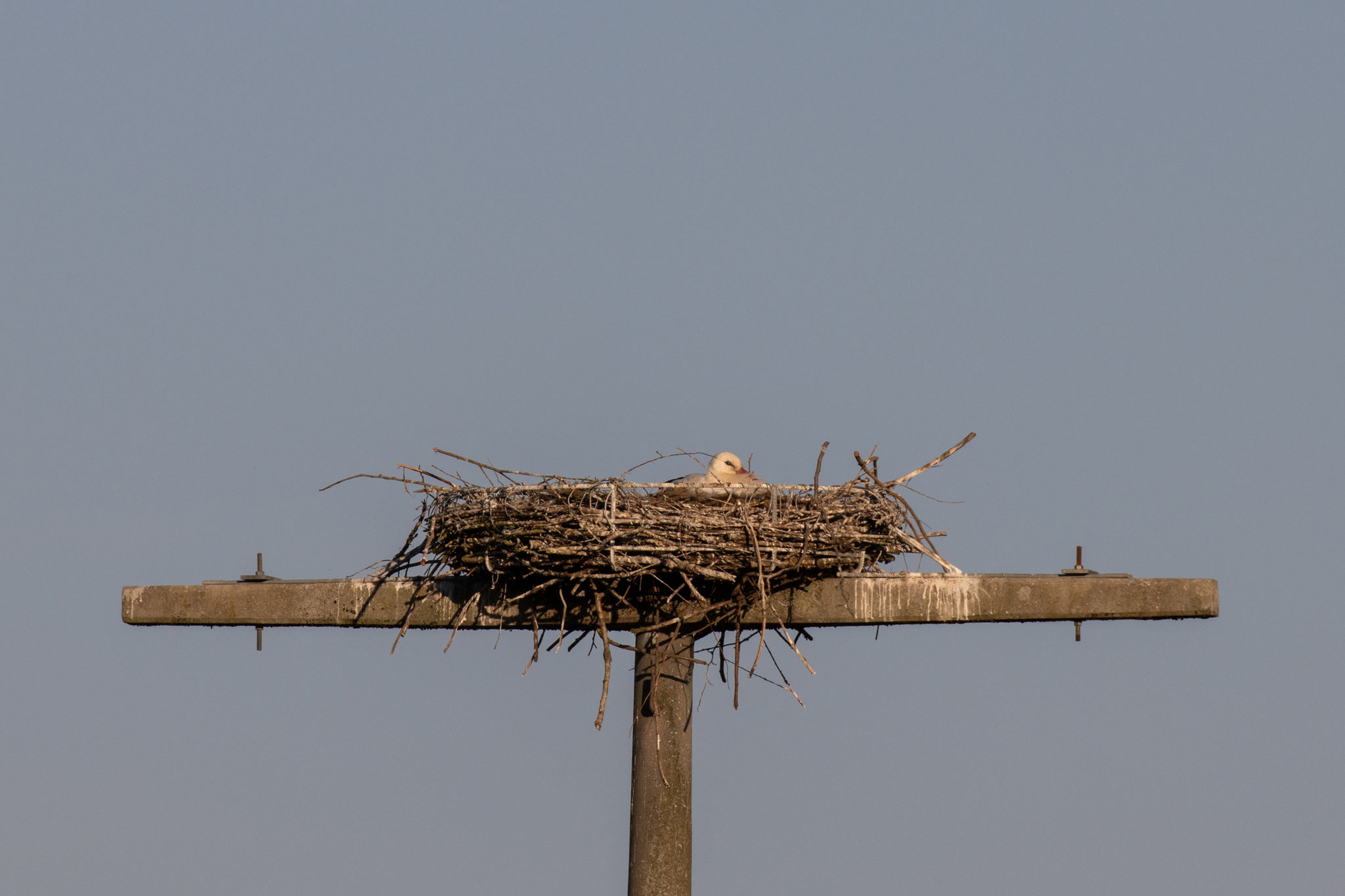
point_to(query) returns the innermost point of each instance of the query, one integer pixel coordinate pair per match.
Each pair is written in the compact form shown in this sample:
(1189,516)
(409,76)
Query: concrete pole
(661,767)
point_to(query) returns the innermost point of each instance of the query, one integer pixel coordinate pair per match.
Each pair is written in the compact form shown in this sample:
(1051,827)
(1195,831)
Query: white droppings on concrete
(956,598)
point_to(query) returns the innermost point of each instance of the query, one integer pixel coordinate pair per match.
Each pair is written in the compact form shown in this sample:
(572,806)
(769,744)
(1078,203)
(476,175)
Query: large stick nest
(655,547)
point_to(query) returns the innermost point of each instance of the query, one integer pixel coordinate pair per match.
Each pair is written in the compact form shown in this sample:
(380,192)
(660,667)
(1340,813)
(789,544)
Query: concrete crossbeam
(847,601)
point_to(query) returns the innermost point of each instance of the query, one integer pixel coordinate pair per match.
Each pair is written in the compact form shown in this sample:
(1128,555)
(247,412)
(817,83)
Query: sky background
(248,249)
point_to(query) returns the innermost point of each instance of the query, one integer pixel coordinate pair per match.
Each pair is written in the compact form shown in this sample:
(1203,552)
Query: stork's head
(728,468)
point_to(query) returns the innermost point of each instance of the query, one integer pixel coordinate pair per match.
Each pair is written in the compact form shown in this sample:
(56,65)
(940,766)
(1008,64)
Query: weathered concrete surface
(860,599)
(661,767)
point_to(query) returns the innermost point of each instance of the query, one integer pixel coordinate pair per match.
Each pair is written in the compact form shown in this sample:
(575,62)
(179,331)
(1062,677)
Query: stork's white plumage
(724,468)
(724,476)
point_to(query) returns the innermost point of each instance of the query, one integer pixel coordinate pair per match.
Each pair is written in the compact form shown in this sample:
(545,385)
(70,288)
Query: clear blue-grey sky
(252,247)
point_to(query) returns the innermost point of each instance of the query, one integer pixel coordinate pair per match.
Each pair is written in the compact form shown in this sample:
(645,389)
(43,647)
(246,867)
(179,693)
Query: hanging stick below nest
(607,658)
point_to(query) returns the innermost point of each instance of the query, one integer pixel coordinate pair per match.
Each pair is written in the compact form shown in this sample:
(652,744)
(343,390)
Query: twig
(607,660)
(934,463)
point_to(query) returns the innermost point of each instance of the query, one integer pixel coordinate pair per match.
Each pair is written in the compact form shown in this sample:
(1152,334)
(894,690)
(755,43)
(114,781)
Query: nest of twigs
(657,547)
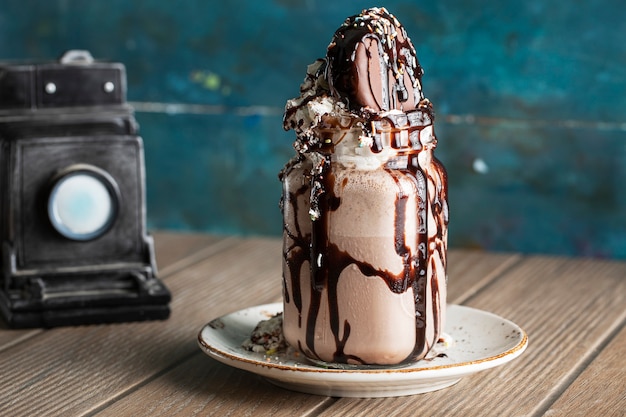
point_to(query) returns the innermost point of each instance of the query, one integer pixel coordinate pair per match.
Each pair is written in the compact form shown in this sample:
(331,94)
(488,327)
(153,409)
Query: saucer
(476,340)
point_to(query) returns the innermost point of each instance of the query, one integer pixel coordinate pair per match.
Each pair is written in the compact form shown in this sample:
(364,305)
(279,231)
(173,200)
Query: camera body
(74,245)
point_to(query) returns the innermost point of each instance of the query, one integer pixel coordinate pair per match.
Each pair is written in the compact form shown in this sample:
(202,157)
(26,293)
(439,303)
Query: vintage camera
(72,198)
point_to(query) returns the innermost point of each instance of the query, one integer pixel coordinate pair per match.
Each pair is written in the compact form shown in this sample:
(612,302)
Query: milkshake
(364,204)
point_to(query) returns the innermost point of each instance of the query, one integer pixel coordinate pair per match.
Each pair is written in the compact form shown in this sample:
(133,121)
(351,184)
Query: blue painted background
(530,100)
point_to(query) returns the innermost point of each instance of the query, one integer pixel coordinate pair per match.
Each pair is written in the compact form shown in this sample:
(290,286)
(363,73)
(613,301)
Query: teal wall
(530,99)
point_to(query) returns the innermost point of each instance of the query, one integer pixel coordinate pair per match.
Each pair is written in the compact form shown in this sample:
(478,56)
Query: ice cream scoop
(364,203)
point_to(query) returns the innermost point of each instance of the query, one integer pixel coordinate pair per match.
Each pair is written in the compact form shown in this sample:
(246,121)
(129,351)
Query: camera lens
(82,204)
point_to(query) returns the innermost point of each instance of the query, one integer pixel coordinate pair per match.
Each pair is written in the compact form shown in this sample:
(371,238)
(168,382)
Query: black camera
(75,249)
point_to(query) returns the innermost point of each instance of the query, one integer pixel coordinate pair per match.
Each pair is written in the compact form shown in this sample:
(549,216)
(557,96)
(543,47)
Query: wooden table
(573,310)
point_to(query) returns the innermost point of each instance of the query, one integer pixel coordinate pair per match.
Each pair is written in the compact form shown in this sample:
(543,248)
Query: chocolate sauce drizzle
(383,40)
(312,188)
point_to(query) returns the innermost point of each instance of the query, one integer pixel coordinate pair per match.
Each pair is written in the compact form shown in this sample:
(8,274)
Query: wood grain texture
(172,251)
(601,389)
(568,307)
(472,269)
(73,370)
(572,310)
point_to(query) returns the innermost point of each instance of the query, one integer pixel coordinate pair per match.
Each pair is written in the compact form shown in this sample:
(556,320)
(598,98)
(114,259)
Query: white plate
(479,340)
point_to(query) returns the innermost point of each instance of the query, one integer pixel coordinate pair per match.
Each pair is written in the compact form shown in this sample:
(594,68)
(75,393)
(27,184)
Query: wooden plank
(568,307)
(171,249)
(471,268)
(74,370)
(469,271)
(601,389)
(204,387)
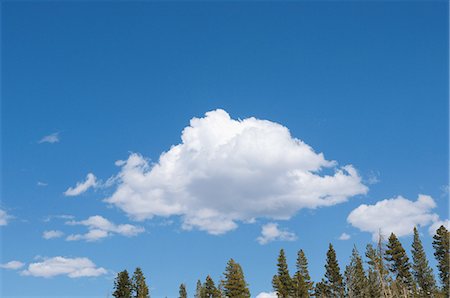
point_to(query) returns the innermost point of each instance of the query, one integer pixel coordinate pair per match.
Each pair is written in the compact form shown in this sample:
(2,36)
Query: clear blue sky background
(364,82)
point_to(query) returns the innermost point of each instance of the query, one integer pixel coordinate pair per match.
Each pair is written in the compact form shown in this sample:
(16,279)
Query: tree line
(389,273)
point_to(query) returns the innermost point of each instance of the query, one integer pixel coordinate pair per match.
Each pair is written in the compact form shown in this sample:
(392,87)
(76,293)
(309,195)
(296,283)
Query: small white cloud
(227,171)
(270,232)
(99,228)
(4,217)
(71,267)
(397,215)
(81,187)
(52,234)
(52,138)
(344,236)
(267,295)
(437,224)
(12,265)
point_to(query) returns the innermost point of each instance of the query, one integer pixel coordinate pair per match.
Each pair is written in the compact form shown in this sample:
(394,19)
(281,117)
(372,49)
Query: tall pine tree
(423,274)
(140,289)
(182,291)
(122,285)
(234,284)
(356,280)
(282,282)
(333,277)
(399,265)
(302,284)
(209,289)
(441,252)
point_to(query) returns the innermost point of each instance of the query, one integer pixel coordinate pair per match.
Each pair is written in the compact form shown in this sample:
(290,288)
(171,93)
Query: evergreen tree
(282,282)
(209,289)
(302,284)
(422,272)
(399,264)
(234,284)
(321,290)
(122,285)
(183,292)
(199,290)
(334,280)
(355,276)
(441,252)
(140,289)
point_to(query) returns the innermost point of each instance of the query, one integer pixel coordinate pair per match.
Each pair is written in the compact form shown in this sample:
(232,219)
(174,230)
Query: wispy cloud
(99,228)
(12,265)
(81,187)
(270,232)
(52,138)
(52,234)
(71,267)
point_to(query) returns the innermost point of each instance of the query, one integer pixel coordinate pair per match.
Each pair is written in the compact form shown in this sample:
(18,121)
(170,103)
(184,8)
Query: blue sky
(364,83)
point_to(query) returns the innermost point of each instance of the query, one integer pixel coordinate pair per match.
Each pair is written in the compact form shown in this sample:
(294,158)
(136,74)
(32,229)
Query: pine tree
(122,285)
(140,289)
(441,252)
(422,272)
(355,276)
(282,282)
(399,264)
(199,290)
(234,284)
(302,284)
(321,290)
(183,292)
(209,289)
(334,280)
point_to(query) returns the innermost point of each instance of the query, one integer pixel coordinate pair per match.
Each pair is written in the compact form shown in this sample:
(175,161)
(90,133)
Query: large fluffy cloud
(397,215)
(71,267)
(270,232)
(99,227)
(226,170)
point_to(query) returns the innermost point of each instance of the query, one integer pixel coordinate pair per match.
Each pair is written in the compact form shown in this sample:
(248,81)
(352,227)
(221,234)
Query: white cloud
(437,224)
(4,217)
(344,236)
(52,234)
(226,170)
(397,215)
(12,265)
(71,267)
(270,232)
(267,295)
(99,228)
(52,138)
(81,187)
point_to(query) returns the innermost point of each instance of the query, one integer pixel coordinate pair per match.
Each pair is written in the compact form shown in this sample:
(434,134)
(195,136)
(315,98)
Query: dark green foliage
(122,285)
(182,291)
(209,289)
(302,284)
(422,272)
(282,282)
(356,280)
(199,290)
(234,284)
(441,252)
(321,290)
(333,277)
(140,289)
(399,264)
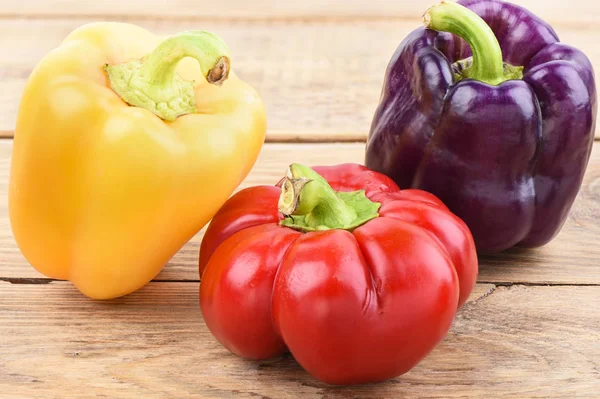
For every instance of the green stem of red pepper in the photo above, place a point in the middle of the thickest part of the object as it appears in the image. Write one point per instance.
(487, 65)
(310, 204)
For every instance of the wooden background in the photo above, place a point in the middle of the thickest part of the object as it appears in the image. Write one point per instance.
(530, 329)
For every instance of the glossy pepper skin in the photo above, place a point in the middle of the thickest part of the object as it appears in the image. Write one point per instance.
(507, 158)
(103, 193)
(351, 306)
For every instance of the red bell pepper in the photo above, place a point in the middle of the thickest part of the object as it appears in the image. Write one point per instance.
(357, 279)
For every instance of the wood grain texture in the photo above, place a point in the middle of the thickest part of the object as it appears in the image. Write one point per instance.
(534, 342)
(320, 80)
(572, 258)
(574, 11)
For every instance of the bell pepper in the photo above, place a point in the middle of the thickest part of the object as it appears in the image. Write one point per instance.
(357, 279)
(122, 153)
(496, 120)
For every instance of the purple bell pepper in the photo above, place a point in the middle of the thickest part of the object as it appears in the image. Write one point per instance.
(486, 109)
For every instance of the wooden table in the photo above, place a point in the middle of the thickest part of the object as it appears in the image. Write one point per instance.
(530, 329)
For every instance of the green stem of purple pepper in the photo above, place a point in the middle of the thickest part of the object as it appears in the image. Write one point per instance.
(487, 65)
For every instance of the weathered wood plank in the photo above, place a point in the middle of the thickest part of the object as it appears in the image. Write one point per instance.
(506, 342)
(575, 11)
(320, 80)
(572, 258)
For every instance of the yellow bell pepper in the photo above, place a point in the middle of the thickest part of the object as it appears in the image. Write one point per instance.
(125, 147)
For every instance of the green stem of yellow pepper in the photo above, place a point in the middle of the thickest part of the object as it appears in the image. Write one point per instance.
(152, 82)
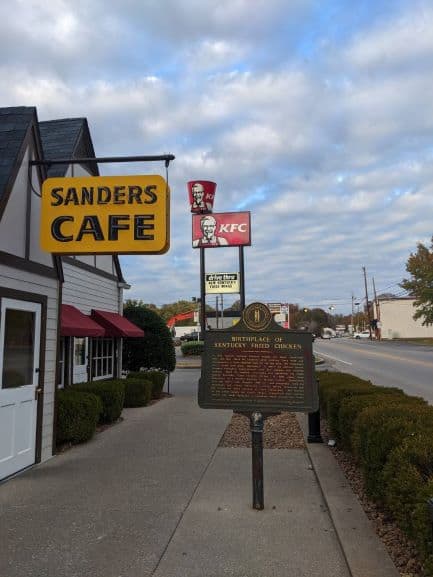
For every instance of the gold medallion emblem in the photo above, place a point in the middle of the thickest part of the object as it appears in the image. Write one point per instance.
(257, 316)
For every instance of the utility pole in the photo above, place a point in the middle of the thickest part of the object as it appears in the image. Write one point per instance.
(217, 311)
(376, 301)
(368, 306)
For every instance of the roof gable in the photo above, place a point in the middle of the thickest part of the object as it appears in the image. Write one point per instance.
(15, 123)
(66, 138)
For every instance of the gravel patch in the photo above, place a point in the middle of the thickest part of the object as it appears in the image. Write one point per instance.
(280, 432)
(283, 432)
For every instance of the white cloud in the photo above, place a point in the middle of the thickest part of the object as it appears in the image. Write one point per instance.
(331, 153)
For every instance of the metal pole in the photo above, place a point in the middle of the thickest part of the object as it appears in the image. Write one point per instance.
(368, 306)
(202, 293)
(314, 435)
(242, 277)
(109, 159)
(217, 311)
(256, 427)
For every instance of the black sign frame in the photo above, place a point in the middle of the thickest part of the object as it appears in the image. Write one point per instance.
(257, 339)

------------------------------------

- Aim
Could you give again exactly the lines from the line containing "For every instance of the gravel" through the final line of the data above, and no others?

- Full answer
For every instance of the gravel patch in the photo above, place a point in the middle of the thickest part of the object as it appears in the image. Write one point per instance.
(280, 432)
(283, 432)
For every instance of the white cloud in the photo above, place a point in the middle of the thickest part of the object as it appears in the image. Write one point per instance.
(331, 153)
For every instance of the metal pole in the photo above, place a point in the middle of the thickest part of the object as it appears in the image. Write one point per instance.
(368, 306)
(202, 293)
(314, 435)
(242, 277)
(109, 159)
(217, 311)
(256, 427)
For every instance of the black sign frame in the photo above, place a point in the middle of the thickest part of the object as it appears in the image. Write one point per instance.
(257, 339)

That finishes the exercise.